__Provided passage__:
# Greetings from LA



## DwayneM (Jul 24, 2016)

I kind of stumbled across this forum, and as I note in my profile, my late father was a mason (PM of Andrew Jackson Lodge in New Orleans, #428), and I consider his brothers my uncles, good men all.


----------



## Bloke (Jul 24, 2016)

Greetings. Sounds like you've not joined yourself. I did. One of the best decisions I've made.

Welcome to the forum.


----------



## Warrior1256 (Jul 24, 2016)

Greetings and welcome to the forum.


----------



## dfreybur (Jul 24, 2016)

Just checking if you are aware that in general there are no invitations to become a Mason in the US.  The way to join is to start the process by asking a man you believe to be a Mason how to become a Mason.  We're here to answer your questions.  It's up to you to add my first two sentences together to figure out the specific question we'll all wait for you to ask.


----------



## KSigMason (Jul 25, 2016)

Greetings and welcome to this forum.


----------



## Glen Cook (Jul 25, 2016)

DwayneM said:


> I kind of stumbled across this forum, and as I note in my profile, my late father was a mason (PM of Andrew Jackson Lodge in New Orleans, #428), and I consider his brothers my uncles, good men all.


Just spent the weekend with Bill Mollere from LA


----------



## DwayneM (Aug 9, 2016)

dfreybur said:


> Just checking if you are aware that in general there are no invitations to become a Mason in the US.  The way to join is to start the process by asking a man you believe to be a Mason how to become a Mason.  We're here to answer your questions.  It's up to you to add my first two sentences together to figure out the specific question we'll all wait for you to ask.

__Source data__:
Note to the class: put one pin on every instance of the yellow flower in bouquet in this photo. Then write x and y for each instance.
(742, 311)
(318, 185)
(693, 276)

__To-do list__:
(A) List the usernames of everyone who posts in the "Greetings from LA" thread, naming each once.
(B) Write what comes next in the "Greetings from LA" thread, starting after its last line.
The data placed after the thread is separate from it.

__Written responses__:
(A) DwayneM, Bloke, Warrior1256, dfreybur, KSigMason, Glen Cook

(B)
I understand your post well.  My father's similar statements aside, for a while in this area there was a proliferation of bumper stickers that read, "2B1 [square and compass] ASK 1." I am not specifically opposed to joining, and enjoy the welcome attitude of this forum.


----------



## Randy81 (Aug 16, 2016)

DwayneM said:


> I understand your post well.  My father's similar statements aside, for a while in this area there was a proliferation of bumper stickers that read, "2B1 [square and compass] ASK 1." I am not specifically opposed to joining, and enjoy the welcome attitude of this forum.


Where in Louisiana are you from? I'm a member of Phoenix Lodge #38 in Natchitoches. Any assistance you might need concerning Masonry in Louisiana, I could definitely assist you. Oh, and welcome to the forum!


----------



## KLLaughman66 (Aug 21, 2016)

Welcome!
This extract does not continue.